SÉRIE DE CONSIGNES:
**A)** Recopiez à l'identique le passage du texte sur les labels cosmétiques situé entre « Pour éviter les » et « les pays européens. », ces deux bornes comprises.
**B)** D'après le texte sur les labels cosmétiques, les affirmations suivantes sont-elles exactes ? (i) Le label Eco Garantie est belge. (ii) Le label BDIH est italien. (iii) Ecocert et Cosmébio sont cités comme des labels utilisés en France. Répondez par oui ou par non pour chacune, en citant à l'identique les mots du texte qui tranchent.

Pour éviter les soupçons traditionnels pesant sur les cosmétiques ainsi que pour repositionner les marques, les entreprises n’ont pas échappé à ce besoin de mettre en avant leur différence à travers notamment des références, des logos et des labels de types Ecocert ou Cosmébio en France. Cette tendance a gagné tous les pays européens qui ont aussi leur propre label : Soil Association (Royaume-Uni), Eco Garantie (Belgique), AIAB (Italie) et BDIH (Allemagne). Le marché unique européen a permis l’arrivée de produits cosmétiques écologiques provenant de tous les pays européens.

ENTRÉES PRÉSENTÉES:
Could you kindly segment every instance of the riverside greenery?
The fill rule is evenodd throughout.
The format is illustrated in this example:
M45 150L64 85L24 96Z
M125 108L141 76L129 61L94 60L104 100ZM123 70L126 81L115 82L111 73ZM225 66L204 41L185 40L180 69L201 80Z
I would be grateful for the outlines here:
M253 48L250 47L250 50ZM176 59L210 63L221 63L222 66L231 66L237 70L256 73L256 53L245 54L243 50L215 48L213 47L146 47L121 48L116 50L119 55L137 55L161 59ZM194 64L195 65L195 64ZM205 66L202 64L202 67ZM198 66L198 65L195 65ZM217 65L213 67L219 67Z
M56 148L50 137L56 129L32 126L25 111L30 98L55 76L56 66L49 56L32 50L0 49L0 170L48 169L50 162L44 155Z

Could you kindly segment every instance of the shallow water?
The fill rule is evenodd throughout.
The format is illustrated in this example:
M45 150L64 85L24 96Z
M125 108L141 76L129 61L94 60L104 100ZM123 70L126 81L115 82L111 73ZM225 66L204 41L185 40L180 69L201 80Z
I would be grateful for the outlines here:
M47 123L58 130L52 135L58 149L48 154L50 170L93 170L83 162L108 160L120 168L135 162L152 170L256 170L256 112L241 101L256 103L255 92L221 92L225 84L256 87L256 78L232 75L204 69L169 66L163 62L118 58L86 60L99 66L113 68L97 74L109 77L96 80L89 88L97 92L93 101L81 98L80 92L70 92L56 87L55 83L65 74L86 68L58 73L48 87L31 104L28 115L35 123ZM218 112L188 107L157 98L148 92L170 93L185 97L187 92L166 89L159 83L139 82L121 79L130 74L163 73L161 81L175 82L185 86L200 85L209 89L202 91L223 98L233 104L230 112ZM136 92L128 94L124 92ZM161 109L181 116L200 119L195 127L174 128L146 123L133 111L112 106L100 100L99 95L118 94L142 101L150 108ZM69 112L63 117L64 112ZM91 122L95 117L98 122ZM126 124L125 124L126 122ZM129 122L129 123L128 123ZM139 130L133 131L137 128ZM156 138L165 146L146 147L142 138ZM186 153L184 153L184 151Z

RÉPONSES CI-DESSOUS:
**A)**
Pour éviter les soupçons traditionnels pesant sur les cosmétiques ainsi que pour repositionner les marques, les entreprises n’ont pas échappé à ce besoin de mettre en avant leur différence à travers notamment des références, des logos et des labels de types Ecocert ou Cosmébio en France. Cette tendance a gagné tous les pays européens qui ont aussi leur propre label : Soil Association (Royaume-Uni), Eco Garantie (Belgique), AIAB (Italie) et BDIH (Allemagne). Le marché unique européen a permis l’arrivée de produits cosmétiques écologiques provenant de tous les pays européens.

**B)**
(i) Oui : « Eco Garantie (Belgique) ».
(ii) Non : « BDIH (Allemagne) ».
(iii) Oui : « des labels de types Ecocert ou Cosmébio en France ».